Records:
-- Opening Marker --

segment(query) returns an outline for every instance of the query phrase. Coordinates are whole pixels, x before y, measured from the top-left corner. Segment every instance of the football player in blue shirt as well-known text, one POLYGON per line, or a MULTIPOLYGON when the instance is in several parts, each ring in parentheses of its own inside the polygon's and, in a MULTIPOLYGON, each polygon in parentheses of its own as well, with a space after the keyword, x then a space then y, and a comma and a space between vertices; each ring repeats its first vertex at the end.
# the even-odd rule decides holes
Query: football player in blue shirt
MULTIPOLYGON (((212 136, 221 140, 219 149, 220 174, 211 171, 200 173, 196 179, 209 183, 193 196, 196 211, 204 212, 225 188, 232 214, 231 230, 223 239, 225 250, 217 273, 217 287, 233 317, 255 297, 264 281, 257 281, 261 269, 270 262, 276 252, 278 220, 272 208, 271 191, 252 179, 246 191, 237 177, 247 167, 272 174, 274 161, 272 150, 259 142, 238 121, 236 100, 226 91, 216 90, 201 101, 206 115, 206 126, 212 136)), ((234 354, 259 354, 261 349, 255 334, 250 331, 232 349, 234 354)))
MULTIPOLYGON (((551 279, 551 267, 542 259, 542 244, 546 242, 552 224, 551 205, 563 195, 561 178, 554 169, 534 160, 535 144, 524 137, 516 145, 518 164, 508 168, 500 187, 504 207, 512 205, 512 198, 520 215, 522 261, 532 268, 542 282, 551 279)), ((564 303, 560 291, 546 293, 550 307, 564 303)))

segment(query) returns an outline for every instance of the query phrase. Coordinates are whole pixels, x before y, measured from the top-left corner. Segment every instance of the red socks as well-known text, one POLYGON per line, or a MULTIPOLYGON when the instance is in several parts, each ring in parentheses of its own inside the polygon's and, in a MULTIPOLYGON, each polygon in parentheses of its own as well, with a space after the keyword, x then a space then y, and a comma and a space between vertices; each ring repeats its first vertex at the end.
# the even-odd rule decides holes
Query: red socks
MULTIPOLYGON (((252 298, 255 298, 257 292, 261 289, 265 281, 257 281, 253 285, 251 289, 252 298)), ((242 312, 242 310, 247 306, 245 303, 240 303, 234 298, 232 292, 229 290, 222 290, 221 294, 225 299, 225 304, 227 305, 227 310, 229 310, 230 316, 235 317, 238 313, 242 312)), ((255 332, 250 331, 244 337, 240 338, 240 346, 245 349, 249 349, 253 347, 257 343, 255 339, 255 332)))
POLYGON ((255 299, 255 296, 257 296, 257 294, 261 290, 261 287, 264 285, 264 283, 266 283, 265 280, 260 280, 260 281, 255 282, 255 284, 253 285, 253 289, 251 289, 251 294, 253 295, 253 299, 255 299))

-- Closing Marker --
-- Opening Marker --

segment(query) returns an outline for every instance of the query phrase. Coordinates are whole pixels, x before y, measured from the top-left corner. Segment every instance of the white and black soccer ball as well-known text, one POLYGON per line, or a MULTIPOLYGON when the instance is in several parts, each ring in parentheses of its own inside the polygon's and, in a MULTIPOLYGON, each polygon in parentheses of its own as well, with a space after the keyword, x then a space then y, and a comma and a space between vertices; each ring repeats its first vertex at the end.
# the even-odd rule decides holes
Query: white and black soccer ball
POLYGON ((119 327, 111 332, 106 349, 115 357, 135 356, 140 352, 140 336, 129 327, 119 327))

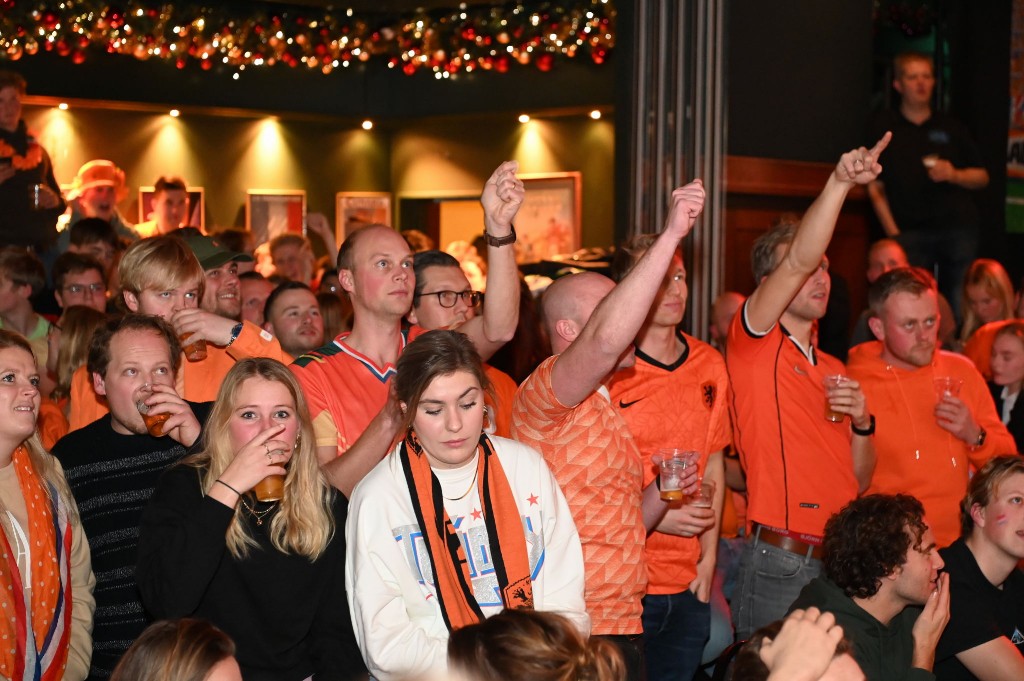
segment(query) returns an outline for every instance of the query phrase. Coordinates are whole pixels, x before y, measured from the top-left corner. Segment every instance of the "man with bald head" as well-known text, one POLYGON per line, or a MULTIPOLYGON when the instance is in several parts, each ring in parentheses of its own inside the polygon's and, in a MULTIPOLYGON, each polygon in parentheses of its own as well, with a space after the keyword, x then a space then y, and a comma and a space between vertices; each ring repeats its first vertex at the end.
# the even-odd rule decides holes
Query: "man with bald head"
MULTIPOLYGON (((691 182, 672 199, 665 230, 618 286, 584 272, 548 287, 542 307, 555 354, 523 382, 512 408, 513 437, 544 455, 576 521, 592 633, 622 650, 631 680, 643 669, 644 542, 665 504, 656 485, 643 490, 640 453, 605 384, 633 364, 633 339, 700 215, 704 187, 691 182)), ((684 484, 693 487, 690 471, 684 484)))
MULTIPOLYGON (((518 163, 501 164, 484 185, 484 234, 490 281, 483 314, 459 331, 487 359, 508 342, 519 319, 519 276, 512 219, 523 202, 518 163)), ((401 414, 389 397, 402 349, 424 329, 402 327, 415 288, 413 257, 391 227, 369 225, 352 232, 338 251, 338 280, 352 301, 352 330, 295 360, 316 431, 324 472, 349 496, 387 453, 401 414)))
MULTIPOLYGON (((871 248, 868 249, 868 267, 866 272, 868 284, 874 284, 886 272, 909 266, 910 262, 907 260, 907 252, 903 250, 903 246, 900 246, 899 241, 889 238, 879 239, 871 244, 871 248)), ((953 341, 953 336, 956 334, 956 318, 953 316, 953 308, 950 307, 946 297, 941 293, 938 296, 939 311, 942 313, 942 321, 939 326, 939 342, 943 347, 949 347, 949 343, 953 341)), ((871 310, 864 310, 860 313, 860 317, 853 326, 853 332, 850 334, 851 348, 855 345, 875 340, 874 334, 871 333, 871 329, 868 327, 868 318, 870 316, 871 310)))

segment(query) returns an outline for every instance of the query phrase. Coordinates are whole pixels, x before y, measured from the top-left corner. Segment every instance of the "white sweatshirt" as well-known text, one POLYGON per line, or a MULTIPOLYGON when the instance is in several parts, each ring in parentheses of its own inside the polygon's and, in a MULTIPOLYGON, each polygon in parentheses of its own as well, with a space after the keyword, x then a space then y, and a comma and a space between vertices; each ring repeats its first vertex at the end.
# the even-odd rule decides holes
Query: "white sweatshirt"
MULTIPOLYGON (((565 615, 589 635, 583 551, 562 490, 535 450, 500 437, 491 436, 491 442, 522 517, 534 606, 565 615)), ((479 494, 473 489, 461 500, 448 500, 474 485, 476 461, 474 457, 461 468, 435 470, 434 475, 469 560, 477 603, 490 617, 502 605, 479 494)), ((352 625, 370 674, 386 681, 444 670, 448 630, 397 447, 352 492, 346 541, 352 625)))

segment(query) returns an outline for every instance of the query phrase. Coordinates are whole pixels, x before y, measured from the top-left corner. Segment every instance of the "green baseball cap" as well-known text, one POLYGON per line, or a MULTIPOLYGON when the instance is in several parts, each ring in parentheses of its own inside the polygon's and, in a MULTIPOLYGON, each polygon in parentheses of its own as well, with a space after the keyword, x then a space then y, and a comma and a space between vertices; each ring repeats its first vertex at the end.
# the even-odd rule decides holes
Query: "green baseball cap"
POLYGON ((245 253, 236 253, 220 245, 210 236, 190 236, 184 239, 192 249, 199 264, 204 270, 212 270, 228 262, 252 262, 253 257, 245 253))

-- Closing Marker --
-- Opening Marker --

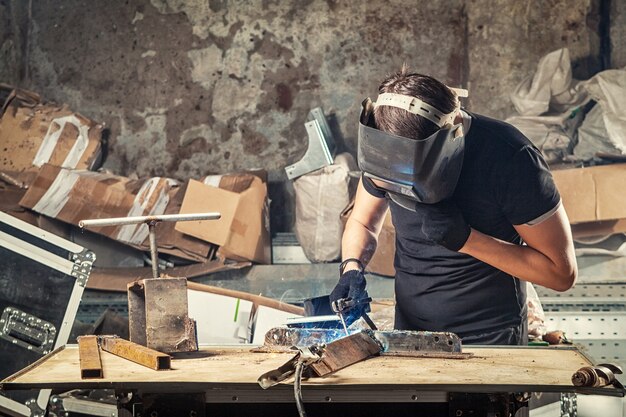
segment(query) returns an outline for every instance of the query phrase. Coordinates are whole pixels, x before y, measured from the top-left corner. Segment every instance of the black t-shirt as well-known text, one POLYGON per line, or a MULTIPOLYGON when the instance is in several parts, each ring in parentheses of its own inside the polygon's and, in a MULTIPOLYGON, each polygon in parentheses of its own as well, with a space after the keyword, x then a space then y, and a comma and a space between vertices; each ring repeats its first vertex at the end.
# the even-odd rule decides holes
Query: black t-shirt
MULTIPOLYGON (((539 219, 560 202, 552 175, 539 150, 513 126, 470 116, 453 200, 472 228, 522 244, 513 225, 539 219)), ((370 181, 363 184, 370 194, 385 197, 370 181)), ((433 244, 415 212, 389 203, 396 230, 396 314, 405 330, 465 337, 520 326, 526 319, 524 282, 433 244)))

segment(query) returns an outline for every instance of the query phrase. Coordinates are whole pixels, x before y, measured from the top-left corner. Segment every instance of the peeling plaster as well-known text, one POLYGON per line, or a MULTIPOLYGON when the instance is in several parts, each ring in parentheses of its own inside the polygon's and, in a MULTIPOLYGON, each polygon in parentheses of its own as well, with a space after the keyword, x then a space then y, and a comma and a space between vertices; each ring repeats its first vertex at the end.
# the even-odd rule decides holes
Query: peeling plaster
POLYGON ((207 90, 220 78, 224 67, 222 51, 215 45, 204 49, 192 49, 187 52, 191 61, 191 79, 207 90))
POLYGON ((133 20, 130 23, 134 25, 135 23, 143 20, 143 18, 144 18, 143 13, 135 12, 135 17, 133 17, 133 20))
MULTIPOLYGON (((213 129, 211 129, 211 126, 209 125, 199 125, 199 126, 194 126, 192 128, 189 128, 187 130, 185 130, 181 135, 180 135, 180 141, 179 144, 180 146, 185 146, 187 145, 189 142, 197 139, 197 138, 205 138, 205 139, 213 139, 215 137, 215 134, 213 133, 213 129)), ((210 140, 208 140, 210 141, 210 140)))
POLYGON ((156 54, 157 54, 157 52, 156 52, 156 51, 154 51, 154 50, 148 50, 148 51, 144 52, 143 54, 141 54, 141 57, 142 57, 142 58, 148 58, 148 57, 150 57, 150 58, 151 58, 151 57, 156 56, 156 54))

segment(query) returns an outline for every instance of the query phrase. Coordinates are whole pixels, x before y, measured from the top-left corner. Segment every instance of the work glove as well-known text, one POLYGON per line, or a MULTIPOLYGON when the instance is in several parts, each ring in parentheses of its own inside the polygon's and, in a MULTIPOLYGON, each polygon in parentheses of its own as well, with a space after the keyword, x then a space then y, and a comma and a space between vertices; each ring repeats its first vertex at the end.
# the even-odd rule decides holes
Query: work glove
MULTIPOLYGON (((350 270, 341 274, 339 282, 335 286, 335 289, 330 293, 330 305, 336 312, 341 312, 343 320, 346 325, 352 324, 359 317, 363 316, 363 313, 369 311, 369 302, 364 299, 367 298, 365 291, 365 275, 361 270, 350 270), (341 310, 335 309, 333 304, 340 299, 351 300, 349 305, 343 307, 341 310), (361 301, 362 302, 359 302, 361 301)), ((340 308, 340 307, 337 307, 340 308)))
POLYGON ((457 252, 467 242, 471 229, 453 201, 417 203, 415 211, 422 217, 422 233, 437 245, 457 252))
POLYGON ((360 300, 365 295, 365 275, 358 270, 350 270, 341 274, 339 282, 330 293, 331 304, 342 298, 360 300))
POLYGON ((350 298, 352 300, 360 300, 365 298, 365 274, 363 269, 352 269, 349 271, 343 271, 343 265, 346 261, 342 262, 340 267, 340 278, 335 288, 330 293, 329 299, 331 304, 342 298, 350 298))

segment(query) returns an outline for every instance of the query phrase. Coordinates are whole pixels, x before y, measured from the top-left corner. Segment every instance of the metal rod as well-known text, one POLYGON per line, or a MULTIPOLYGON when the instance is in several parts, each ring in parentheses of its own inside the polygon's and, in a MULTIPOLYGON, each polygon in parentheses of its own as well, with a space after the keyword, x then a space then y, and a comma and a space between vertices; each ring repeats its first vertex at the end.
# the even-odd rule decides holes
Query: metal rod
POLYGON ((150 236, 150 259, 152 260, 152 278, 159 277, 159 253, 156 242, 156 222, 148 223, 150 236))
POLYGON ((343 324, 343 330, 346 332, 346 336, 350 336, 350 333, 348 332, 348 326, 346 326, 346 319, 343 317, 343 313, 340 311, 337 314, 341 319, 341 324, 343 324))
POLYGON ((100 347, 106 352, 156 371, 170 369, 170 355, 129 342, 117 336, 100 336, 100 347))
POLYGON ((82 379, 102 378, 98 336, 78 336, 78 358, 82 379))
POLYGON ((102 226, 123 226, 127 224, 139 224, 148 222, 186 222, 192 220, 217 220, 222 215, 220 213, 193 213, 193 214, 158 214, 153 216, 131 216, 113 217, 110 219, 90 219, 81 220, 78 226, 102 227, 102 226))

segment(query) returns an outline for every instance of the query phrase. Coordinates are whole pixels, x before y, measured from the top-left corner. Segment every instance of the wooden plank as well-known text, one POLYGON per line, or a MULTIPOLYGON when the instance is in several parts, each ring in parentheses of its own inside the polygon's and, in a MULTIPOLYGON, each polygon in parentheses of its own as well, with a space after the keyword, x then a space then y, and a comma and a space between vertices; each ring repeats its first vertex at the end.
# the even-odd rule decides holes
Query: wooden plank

-- Closing Marker --

Task brief: With the line holding "of the wooden" as the first and the line holding "Query: wooden plank" as the last, set down that range of the entries above exactly, and nothing else.

Exercise solution:
segment(query) returns an outline for every instance of the query phrase. Coordinates are whole pixels, x before y, measured from the top-left corner. Segment every instance of the wooden plank as well-known text, one POLYGON per line, or a MULTIPOLYGON when the instance is in several parts, each ring in parentheses of its own inside the polygon's and, in a MULTIPOLYGON, each polygon in parentheses of its own as well, with a space after the keyword, x then a space then y, and a comma and a space between vertices; each ring repeats its first vertex at the end.
# the even-odd rule decides holes
Query: wooden plank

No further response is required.